WHAT YOU HAVE TO DO →
Below is a listing to repeat exactly, with its pictures left out.

RECORDS SHOWN →
═══
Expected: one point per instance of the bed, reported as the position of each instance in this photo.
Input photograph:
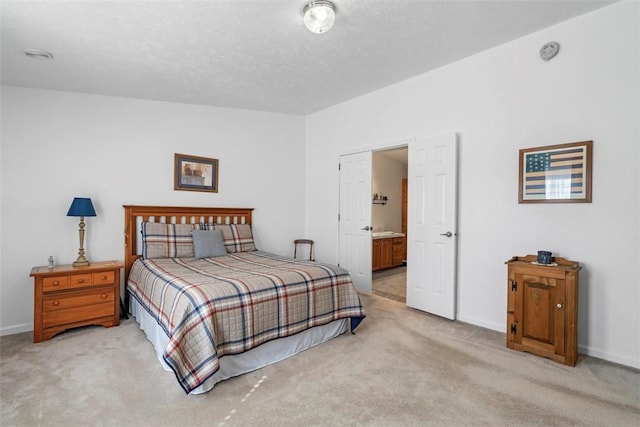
(214, 306)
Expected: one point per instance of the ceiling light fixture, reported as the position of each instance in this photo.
(319, 16)
(38, 54)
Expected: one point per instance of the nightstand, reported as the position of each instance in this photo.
(67, 297)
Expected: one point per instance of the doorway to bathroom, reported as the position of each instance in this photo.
(389, 223)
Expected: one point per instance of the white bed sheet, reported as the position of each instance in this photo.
(256, 358)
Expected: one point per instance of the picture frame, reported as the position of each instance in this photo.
(193, 173)
(556, 173)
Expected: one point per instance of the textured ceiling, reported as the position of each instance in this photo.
(254, 54)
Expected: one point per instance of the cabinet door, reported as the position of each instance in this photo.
(540, 314)
(387, 253)
(376, 255)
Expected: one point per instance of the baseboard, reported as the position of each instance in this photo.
(613, 358)
(500, 327)
(16, 329)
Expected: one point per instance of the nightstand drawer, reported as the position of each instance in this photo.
(80, 280)
(76, 300)
(104, 278)
(55, 283)
(93, 305)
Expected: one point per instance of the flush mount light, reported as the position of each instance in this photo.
(38, 54)
(319, 16)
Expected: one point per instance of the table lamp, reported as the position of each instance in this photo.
(81, 206)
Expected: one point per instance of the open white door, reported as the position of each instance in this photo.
(432, 225)
(355, 218)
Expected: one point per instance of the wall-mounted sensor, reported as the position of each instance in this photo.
(549, 50)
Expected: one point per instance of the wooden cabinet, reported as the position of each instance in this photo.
(387, 253)
(542, 308)
(67, 297)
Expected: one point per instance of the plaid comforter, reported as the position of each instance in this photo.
(214, 307)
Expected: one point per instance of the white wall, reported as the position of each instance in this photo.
(500, 101)
(57, 145)
(386, 180)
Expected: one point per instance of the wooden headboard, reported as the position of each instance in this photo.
(134, 215)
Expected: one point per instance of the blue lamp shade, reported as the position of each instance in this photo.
(81, 206)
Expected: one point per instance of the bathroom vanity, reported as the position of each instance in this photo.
(388, 250)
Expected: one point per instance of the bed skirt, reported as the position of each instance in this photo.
(256, 358)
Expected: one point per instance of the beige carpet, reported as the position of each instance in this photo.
(402, 368)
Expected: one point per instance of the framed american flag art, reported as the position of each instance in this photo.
(556, 173)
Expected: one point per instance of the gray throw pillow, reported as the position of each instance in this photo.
(208, 243)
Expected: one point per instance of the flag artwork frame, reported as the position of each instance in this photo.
(556, 173)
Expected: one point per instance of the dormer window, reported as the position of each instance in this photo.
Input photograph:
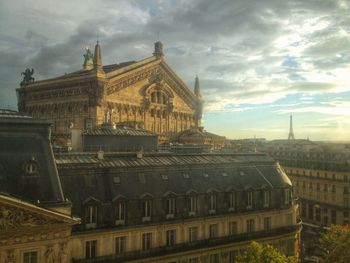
(31, 167)
(91, 216)
(266, 199)
(249, 200)
(192, 203)
(232, 202)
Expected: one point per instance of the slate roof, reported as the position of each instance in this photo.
(4, 113)
(119, 131)
(197, 133)
(84, 175)
(24, 141)
(109, 68)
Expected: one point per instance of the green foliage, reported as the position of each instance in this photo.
(261, 253)
(335, 244)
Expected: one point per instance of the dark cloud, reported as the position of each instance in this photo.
(239, 49)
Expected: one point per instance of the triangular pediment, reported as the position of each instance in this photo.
(150, 69)
(16, 214)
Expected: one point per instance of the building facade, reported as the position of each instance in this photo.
(177, 208)
(35, 219)
(320, 176)
(146, 92)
═══
TASK RESULT →
Expected: one point per instance of the bed, reported as the position of each instance in this photo.
Input photograph:
(214, 306)
Expected: one point per instance of the ceiling light fixture, reported as the position of each instance in this photo.
(319, 16)
(38, 54)
Expected: one point per instance of the nightstand, reported as the position of each instance in this photo.
(67, 297)
Expected: one point per instance of the doorway to bathroom, reported as the position of each instance in this photo.
(389, 223)
Expected: one point per instance of the white bed sheet, reported as the position of each instance in this photo.
(256, 358)
Expected: one point per instance of the picture frame, reported as the position of each instance in this photo.
(193, 173)
(556, 173)
Expected: one point per instance of the textured ceiling, reported as the position of each instance in this photo.
(254, 54)
Expected: one point per instance of the cabinet door, reported as the position of each instance in this photo.
(540, 314)
(387, 253)
(376, 255)
Expected: one point per instance of the baseboard, reported as the position of each instance in this photo.
(613, 358)
(500, 327)
(16, 329)
Expected: one point per instance of the nightstand drawer, reported as the position of each instance in this photo.
(80, 280)
(76, 300)
(104, 278)
(55, 283)
(93, 305)
Expected: one point per instance of the flush mount light, reported as the position of each instance in this photo.
(38, 54)
(319, 16)
Expected: one point per instance of the table lamp, reported as the position of each instance in this photo.
(81, 206)
Expected: one point per instance of the open white door, reported as the position of each instance in this photo.
(432, 225)
(355, 218)
Expected: one point per instance of the wall-mounted sensor, reported as the position of each instance in this photo.
(549, 50)
Expected: one point per instance of the wooden cabinet, reported as the position of each instance in this photo.
(387, 253)
(542, 308)
(67, 297)
Expected: one point per instance of the plaid comforter, reported as the position of each instance in this photo.
(214, 307)
Expected: one point per instance of the white wall, reported as the position of each instance in this photo.
(500, 101)
(57, 145)
(386, 180)
Expected: one point per instance of the wooden headboard, reported as the position of each instance in this photo.
(134, 215)
Expected: one point per instance of the blue lamp shade, reported as the position of each instance in this photo.
(81, 206)
Expected: one point per instance of the bathroom vanity, reported as the position of each instance in this photo.
(388, 250)
Expected: one point per instance of the bed skirt, reported as the position of each instance in this photo.
(256, 358)
Expected: one point per instance of the beige carpet, reported as the position of each instance in this photo.
(402, 368)
Expected: one point per instance of the framed american flag art, reported as the position of each instance in this photo.
(556, 173)
Expected: one point per instance of the gray throw pillow, reported as the position of each instance in this photo.
(208, 243)
Expected: one point per instance of the flag artwork frame, reported as the position of each instance in this photo.
(556, 173)
Expected: one point per instance of the dormer window, reported as the position of each instance in this photo.
Input photograph:
(31, 167)
(91, 216)
(266, 199)
(249, 200)
(192, 203)
(232, 202)
Expected: one point per instance of the slate roof, reported as the position of each instance in this photo.
(4, 113)
(119, 131)
(197, 133)
(84, 175)
(24, 141)
(109, 68)
Expected: one point per instance of the green foliage, reported as the position of each instance in this photo.
(261, 253)
(335, 244)
Expected: one point per instance of the dark cloud, reported as the position of each instance in this photo.
(239, 49)
Expected: one point per instance of the triangular pediment, reported as the position of each instance in this photo.
(150, 69)
(16, 214)
Expected: one point per instance of the building facade, reported as the position of each instance in this photo.
(177, 208)
(35, 219)
(320, 176)
(146, 92)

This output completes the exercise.